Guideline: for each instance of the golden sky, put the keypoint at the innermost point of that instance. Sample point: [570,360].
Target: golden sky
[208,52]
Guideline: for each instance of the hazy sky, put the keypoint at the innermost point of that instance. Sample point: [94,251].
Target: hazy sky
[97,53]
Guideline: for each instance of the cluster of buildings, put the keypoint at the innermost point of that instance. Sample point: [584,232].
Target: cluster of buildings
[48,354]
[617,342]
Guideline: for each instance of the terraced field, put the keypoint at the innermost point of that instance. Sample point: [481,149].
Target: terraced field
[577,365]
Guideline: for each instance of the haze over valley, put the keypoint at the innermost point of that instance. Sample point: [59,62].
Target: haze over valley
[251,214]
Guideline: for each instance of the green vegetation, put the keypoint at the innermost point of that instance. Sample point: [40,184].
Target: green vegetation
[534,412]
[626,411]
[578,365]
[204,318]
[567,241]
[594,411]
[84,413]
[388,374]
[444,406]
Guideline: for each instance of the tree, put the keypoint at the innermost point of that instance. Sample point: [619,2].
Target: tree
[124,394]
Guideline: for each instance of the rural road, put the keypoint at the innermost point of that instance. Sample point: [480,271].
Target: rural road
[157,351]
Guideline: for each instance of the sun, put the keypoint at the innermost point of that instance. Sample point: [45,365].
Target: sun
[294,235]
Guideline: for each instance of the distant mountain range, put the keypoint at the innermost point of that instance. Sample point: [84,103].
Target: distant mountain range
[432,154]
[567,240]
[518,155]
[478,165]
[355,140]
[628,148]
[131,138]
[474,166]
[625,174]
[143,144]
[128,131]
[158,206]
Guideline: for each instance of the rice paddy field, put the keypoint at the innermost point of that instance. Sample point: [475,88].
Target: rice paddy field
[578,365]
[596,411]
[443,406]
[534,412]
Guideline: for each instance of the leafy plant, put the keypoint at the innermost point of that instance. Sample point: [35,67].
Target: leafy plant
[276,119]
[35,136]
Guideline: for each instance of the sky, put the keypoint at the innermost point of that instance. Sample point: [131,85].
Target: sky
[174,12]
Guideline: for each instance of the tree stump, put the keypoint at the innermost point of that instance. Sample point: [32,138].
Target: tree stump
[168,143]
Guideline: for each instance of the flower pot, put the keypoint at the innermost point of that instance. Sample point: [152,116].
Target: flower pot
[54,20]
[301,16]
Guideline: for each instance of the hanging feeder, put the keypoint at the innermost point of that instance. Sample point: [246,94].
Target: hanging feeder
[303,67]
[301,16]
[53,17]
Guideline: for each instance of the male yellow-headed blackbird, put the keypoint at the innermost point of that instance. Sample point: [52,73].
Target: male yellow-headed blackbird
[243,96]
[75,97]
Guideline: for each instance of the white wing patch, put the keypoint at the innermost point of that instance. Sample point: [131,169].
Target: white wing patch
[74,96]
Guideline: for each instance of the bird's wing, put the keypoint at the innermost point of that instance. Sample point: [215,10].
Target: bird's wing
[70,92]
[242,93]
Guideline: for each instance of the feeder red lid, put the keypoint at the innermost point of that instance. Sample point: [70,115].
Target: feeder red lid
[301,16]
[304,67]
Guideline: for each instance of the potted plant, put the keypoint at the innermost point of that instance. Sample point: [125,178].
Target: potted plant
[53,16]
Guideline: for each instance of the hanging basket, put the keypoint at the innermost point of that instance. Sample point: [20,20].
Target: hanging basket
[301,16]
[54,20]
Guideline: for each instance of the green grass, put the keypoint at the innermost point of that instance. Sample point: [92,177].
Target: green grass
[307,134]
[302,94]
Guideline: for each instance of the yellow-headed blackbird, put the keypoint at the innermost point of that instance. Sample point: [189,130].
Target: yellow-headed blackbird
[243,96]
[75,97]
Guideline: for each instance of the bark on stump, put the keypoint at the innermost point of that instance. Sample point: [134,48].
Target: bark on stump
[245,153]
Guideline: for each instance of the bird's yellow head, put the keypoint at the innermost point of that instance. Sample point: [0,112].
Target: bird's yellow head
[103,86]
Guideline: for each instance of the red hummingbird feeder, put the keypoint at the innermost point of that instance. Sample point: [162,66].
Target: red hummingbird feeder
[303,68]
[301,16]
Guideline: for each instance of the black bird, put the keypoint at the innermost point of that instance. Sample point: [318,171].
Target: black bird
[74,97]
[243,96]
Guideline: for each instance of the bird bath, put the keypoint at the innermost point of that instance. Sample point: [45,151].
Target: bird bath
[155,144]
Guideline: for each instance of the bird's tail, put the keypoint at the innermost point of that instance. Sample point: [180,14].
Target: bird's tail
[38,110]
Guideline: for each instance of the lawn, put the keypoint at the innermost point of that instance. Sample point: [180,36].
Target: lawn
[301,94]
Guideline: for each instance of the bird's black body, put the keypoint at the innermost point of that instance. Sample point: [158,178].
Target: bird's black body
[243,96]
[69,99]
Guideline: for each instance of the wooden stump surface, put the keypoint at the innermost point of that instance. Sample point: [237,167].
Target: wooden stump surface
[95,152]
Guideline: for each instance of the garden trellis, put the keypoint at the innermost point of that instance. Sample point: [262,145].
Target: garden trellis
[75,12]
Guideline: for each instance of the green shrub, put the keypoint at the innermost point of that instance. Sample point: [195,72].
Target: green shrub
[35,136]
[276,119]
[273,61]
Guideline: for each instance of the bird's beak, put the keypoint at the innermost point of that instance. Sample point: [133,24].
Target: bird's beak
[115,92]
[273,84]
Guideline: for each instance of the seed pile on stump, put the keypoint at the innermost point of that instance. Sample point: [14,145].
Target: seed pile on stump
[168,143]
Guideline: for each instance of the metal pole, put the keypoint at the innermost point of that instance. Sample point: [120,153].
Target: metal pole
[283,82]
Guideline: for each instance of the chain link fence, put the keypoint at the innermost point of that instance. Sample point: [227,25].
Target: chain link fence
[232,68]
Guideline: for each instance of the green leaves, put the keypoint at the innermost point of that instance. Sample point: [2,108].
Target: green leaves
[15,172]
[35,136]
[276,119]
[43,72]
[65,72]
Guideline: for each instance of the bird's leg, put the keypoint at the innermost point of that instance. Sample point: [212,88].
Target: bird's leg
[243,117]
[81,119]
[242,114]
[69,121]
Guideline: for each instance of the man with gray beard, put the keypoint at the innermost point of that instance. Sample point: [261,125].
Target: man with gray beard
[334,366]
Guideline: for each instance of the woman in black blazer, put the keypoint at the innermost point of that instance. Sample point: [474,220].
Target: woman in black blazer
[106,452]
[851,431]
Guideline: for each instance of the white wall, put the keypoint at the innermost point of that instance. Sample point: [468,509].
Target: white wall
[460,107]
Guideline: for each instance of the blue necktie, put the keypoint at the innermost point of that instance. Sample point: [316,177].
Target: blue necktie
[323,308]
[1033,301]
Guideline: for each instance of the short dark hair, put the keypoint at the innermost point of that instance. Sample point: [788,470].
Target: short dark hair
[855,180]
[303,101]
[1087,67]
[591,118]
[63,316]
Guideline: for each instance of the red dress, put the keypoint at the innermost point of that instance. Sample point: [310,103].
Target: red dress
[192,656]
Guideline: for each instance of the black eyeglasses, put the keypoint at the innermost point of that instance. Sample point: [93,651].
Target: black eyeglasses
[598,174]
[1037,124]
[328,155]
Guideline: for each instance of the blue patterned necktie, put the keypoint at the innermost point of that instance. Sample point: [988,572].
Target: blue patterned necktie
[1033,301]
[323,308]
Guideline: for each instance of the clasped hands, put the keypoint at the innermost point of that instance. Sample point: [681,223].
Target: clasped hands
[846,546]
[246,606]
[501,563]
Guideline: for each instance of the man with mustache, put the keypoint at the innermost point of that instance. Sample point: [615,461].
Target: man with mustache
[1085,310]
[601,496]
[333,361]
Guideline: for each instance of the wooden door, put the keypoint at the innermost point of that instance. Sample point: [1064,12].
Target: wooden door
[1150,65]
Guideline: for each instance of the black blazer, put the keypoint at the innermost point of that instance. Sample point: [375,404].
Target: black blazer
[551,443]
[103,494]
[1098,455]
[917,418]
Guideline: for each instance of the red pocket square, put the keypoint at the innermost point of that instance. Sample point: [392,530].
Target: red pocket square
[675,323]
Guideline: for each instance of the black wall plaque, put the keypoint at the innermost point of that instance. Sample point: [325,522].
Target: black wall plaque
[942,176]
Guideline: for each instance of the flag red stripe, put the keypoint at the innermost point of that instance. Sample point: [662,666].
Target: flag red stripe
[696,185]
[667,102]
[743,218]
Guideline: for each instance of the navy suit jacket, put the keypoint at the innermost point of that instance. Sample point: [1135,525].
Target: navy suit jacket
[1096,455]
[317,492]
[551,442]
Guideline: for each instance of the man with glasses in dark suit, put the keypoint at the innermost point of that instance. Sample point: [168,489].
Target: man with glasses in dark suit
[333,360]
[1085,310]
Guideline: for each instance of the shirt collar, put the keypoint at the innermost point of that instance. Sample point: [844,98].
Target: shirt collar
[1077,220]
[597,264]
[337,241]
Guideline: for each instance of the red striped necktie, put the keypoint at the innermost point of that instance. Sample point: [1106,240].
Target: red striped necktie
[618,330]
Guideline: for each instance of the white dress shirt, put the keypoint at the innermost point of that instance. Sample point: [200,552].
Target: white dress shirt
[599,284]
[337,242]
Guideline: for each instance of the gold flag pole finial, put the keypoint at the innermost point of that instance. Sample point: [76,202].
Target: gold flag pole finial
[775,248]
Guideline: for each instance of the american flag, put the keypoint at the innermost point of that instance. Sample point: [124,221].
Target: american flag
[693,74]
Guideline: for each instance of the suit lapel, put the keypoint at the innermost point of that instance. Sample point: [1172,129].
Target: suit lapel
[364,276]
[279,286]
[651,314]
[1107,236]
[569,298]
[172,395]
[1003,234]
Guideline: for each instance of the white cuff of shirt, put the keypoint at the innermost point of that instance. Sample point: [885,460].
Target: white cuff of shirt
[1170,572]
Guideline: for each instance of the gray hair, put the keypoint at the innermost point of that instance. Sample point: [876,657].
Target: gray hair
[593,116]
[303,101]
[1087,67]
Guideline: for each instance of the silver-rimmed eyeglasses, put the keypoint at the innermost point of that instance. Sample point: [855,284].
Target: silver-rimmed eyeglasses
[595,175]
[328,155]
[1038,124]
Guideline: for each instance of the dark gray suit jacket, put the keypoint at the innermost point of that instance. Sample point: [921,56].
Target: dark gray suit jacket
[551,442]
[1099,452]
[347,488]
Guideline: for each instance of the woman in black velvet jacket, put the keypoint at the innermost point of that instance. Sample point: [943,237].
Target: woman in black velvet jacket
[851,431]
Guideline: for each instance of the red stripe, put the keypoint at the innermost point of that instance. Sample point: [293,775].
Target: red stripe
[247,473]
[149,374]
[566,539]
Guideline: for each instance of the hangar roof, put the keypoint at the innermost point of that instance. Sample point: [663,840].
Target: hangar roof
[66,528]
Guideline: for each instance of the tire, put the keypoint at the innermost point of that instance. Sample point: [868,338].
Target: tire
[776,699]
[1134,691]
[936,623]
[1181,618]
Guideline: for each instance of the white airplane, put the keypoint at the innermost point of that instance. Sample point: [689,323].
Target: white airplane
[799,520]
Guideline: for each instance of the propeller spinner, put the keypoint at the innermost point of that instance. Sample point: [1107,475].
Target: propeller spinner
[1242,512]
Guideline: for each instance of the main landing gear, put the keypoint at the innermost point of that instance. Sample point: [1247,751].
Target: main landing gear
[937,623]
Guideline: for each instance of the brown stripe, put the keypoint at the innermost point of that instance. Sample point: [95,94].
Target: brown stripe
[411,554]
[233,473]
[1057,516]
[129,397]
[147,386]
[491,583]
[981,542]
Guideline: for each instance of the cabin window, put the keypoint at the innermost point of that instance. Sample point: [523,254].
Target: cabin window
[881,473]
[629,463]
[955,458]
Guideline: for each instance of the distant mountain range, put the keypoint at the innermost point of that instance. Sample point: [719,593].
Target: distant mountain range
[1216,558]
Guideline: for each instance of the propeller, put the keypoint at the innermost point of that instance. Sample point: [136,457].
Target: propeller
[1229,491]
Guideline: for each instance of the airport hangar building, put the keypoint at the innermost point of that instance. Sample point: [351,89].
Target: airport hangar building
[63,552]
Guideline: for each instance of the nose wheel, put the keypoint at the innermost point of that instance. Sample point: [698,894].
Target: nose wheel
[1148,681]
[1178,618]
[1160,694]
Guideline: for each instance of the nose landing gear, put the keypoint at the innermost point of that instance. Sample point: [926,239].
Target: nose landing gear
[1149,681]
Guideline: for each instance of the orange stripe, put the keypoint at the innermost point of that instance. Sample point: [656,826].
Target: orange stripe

####################

§ EXERCISE INSTRUCTIONS
Copy exactly, with no other lines, the stretch of the material that begins at the line containing "Target: nose landing gear" and ends at its last line.

§ EXPECTED OUTPUT
Target: nose landing gear
[1149,681]
Guideline: for each instance of the orange stripe, put the keypoint at the innermost point of that instance. Sample point: [656,826].
Target: orange stripe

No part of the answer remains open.